Let's have a look with examples

In [None]:
#defining a variable a 
a = 1
#showing evaluation of a
print(a)

Types are dynamics in python (like in Matlab) whereas in SAS where it is stuck to structured data manipulation so if you cannot allocate a value to a variable if format is different. 

In python, format change dynamically according to the last value affected to the variable

In [None]:
a = 1
print(type(a))

a = 1.0 
print(type(a))

#### The variable type in python

Python does not make difference between decimal, float or double whereas in SAS or Matlab. 
Numeric values are either `float` or `int`. 

When specific numbers or type are necessary, you usually have to use a library or explicitly call it. For instance to manipulate complex numbers, `cmath` library has to be used and explicitly defined with the `complex` function.

In [None]:
#illustration
import math #import of a library to call Pi value.
print(type(3.14)) #double or decimal expected in other language
print(type(math.pi)) #float 
print(type(1))
print(type(complex(1,2)))

The difference between interger and floating values is quite important in python (especially in 2.X version). For instance, when you operate a division of two numbers, if both of them or integers, it will compute euclidian division. 

In [None]:
#euclidian division 
a = 1
b = 10
print(a/b)

In the former operation 0.1 was expected. As mentioned previously, python (2.X) computes euclidian division when numerator AND denominator are integer.
To get the expected division, several tricks can be used to get the proper results.

### REQUIREMENT 1
Render the rows below as a JSON list of strings, one string per line, from the line containing "the dog's face" through the last line of the rows, and leave out blank lines.
The rows below are unrelated to the text.

### DATA EXTRACT
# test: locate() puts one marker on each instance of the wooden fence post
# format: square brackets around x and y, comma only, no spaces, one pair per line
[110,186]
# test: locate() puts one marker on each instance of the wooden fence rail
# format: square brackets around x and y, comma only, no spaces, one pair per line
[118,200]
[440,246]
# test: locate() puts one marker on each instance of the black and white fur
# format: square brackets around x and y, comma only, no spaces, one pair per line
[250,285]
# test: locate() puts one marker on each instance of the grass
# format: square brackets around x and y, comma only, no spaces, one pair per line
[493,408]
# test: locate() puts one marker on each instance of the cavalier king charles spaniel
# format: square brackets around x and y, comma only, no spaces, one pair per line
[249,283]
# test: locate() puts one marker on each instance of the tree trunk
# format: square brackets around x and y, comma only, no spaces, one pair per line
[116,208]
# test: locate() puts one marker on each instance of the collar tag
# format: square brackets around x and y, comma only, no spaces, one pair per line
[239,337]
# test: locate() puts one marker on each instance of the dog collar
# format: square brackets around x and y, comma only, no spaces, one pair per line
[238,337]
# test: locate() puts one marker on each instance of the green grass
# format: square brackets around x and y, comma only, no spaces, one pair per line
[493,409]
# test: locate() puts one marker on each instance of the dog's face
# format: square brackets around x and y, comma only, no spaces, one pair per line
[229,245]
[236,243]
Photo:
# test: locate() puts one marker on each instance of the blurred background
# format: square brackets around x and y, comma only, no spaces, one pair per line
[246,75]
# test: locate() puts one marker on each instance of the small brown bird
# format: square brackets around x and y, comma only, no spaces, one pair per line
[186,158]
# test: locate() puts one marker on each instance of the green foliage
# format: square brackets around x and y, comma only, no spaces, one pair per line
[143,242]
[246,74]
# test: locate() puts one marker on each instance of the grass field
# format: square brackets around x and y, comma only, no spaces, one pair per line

### REQUIREMENT 2
According to the Python notes, which library has to be used to manipulate complex numbers?

### WRITTEN ANSWER 1
[
  "# test: locate() puts one marker on each instance of the dog's face",
  "# format: square brackets around x and y, comma only, no spaces, one pair per line",
  "[229,245]",
  "[236,243]",
  "Photo:",
  "# test: locate() puts one marker on each instance of the blurred background",
  "# format: square brackets around x and y, comma only, no spaces, one pair per line",
  "[246,75]",
  "# test: locate() puts one marker on each instance of the small brown bird",
  "# format: square brackets around x and y, comma only, no spaces, one pair per line",
  "[186,158]",
  "# test: locate() puts one marker on each instance of the green foliage",
  "# format: square brackets around x and y, comma only, no spaces, one pair per line",
  "[143,242]",
  "[246,74]",
  "# test: locate() puts one marker on each instance of the grass field",
  "# format: square brackets around x and y, comma only, no spaces, one pair per line"
]

### WRITTEN ANSWER 2
The `cmath` library.